Transcribe verbatim every line from the line containing "housing in the photo above." to the end of the entries, including both endpoints. Output nothing beyond those lines.

▶ [Excerpt from a dataset]:
########################################

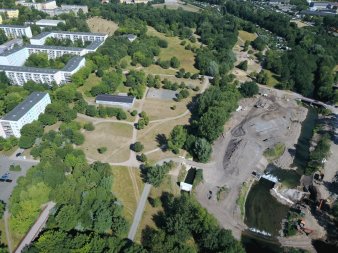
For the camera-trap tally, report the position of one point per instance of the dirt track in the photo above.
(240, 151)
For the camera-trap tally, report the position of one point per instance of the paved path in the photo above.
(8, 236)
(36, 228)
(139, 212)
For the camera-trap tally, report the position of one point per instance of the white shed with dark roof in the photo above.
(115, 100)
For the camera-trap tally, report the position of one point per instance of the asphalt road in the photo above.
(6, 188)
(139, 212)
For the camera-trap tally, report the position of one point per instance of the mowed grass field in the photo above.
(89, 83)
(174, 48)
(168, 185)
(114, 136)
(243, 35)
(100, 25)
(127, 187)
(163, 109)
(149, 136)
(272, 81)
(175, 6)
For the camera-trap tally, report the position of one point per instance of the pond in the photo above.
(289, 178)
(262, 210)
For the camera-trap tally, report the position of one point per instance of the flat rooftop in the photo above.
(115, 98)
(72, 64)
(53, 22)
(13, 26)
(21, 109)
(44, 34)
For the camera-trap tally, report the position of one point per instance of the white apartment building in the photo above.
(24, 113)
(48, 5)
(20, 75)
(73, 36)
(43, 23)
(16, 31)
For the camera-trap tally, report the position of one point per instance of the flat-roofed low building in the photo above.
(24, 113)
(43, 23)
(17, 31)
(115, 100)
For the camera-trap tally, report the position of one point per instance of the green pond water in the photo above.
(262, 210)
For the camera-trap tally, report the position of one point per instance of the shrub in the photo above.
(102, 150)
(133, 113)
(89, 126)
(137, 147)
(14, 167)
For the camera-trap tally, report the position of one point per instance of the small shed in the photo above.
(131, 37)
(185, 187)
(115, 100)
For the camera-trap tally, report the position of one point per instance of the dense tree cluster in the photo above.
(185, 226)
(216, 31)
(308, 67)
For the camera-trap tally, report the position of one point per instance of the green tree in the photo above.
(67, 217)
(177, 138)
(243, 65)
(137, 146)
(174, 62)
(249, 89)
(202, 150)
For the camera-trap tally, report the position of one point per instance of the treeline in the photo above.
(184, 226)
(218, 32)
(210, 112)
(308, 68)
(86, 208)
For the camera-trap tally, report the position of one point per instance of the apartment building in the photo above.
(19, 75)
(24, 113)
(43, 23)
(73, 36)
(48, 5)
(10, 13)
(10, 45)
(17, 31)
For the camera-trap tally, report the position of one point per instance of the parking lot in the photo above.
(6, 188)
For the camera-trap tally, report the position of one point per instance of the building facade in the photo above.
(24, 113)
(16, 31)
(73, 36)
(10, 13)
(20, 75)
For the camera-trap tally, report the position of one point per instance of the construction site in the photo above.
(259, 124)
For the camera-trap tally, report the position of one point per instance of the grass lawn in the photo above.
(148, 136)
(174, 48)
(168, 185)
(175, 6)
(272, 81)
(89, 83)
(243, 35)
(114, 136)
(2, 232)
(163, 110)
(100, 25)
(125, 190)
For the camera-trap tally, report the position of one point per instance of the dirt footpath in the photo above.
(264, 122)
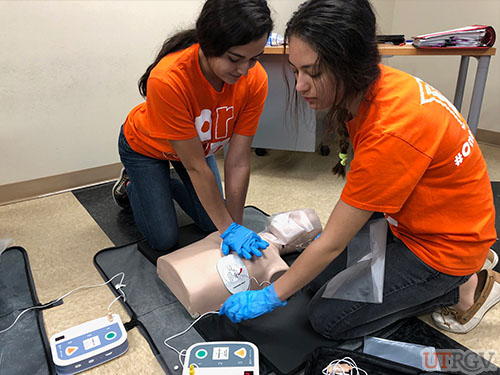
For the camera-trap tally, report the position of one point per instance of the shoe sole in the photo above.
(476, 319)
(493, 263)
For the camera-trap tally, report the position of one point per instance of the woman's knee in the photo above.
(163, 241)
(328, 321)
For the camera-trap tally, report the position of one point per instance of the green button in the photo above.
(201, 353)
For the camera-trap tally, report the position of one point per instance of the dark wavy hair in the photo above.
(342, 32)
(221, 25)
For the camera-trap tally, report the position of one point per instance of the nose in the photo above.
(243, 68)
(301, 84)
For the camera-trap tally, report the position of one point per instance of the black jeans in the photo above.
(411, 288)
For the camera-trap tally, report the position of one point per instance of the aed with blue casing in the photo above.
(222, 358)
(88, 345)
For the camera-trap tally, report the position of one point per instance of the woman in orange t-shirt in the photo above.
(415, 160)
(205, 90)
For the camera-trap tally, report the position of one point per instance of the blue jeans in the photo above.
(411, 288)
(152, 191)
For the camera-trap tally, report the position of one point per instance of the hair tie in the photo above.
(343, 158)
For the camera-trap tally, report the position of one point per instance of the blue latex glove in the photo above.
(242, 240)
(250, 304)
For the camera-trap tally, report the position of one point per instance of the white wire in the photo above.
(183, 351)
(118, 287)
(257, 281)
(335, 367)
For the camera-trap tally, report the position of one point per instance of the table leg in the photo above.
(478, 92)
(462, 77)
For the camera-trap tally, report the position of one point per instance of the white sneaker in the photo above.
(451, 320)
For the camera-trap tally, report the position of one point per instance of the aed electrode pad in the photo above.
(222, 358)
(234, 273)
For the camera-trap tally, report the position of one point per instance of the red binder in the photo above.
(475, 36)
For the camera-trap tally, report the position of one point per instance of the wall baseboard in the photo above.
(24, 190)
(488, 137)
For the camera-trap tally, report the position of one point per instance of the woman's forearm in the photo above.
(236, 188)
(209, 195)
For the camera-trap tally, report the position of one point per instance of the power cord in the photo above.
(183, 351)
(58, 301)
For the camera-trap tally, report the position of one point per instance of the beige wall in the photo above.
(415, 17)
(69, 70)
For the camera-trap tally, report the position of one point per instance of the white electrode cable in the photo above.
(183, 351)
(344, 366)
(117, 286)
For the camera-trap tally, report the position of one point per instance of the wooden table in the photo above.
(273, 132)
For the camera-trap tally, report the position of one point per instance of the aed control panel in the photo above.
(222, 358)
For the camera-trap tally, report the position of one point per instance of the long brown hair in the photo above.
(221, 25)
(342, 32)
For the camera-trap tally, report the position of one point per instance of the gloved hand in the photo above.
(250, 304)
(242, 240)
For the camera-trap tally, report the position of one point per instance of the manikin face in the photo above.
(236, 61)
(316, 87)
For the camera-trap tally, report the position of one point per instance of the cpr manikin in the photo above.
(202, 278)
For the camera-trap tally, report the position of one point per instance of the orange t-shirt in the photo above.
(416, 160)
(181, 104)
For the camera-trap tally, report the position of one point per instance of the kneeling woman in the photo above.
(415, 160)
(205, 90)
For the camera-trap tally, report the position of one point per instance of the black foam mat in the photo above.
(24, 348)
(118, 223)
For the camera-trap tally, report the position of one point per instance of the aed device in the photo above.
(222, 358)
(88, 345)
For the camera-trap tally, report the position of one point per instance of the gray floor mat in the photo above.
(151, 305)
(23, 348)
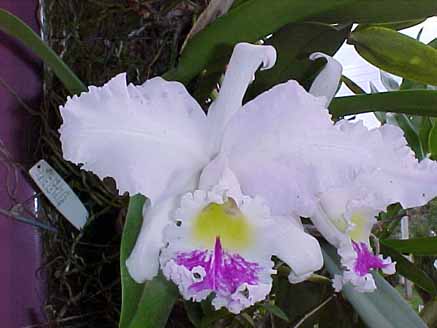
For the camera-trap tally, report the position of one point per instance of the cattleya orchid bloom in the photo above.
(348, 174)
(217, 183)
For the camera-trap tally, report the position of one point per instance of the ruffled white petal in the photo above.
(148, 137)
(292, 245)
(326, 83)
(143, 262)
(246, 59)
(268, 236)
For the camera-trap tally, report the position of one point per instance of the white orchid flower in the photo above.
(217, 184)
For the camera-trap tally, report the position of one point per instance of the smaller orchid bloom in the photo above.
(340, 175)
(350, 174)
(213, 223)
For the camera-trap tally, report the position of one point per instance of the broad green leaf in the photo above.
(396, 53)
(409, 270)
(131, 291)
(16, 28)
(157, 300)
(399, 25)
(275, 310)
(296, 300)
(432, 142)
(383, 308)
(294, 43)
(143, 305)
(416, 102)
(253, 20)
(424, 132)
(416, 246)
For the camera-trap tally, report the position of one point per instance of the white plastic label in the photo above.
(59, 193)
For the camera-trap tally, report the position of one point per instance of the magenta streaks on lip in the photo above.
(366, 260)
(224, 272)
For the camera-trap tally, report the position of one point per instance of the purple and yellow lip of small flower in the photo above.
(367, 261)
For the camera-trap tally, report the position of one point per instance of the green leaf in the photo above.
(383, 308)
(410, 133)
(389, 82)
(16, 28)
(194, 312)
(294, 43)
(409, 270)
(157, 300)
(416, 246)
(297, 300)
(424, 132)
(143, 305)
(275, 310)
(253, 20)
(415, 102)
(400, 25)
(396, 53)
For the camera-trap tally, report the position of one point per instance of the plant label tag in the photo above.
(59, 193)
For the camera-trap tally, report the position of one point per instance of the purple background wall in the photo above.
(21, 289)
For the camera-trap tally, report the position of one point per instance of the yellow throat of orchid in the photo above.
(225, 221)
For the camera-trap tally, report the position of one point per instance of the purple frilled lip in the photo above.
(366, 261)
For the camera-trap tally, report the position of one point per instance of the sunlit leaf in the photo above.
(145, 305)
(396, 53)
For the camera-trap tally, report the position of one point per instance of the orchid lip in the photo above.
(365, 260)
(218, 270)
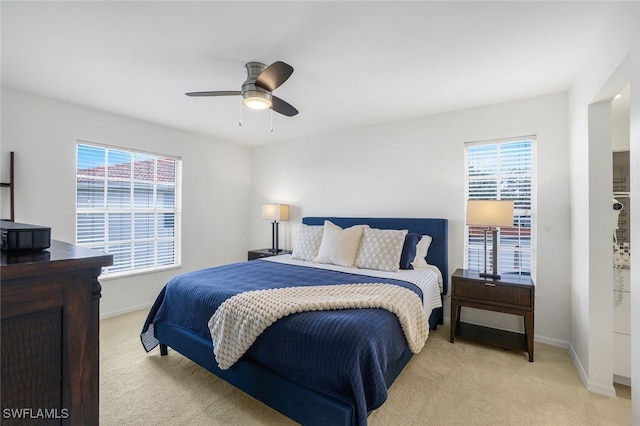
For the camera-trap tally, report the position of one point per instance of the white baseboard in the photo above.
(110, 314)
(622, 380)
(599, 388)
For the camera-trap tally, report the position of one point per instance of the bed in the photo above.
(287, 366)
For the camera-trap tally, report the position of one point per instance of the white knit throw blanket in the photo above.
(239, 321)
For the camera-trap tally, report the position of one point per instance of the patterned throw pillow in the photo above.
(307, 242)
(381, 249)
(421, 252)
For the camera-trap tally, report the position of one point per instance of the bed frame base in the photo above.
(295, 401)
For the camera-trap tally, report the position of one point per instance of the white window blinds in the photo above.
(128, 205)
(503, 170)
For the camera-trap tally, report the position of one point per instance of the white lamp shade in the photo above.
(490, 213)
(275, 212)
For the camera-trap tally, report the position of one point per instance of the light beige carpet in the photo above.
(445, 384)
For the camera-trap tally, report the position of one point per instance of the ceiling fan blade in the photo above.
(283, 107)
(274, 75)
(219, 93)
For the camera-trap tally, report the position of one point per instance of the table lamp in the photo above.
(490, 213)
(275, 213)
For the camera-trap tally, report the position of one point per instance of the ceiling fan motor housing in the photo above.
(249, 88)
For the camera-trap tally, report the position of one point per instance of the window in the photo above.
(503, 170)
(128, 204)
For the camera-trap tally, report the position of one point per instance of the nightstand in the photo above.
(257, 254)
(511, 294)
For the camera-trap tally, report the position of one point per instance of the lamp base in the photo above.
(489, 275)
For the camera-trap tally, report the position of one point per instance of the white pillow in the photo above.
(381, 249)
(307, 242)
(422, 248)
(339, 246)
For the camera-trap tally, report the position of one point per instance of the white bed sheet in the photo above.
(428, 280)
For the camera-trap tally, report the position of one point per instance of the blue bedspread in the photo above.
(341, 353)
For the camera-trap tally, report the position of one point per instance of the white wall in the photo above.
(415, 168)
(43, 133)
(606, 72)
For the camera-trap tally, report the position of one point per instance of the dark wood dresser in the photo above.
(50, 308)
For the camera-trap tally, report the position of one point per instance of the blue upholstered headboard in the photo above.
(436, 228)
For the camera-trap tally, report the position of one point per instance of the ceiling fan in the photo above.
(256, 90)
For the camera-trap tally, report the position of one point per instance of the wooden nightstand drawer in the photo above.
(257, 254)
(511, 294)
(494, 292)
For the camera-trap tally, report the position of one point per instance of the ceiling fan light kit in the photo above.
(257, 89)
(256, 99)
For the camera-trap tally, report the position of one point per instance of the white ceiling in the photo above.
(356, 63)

########################################

▶ [RESPONSE BELOW]:
For the camera-trap tally, report the position of one point per instance of the ceiling fan motor housing in the photo above.
(249, 88)
For the camera-trap tally, report the position of one point per instance of the window in the photo above.
(503, 170)
(128, 204)
For the camera-trap tally, report the position of one point per instance of the nightstand in the photo above.
(257, 254)
(511, 294)
For the camera-trap tally, report the position of one point per instance of the lamp base in the photo above.
(489, 275)
For the camera-trap tally, report the position of one point per instance of the white pillow in the photo above.
(381, 249)
(307, 242)
(422, 248)
(339, 246)
For the camera-trap tally, report the position of one point per instance of the white bed sheet in the photo above.
(428, 280)
For the camera-trap tally, report the position of one point per instance of the blue bedspread in the photo above.
(341, 353)
For the camera-trap tally, report the position of one point per instance of the white wall in the photo above.
(415, 168)
(43, 133)
(606, 72)
For the camera-trap tally, report the position of one point per instance of the dark wood dresser in the photo above.
(50, 308)
For the camera-trap tally, report the position of one point per instance of the blue upholstered headboard in the photo above.
(436, 228)
For the camera-trap tally, report the position of one point per instance of the ceiling fan in the photo above.
(256, 90)
For the camera-trap tally, report the position of one point per instance of the wooden nightstand drawer in the photo above.
(257, 254)
(511, 294)
(494, 292)
For the camera-trap tally, report the position of one point per instance of the ceiling fan light kit in the photo above.
(257, 89)
(256, 99)
For the camera-trap tally, report the position of one point per instance of the white ceiling in the photo above.
(356, 63)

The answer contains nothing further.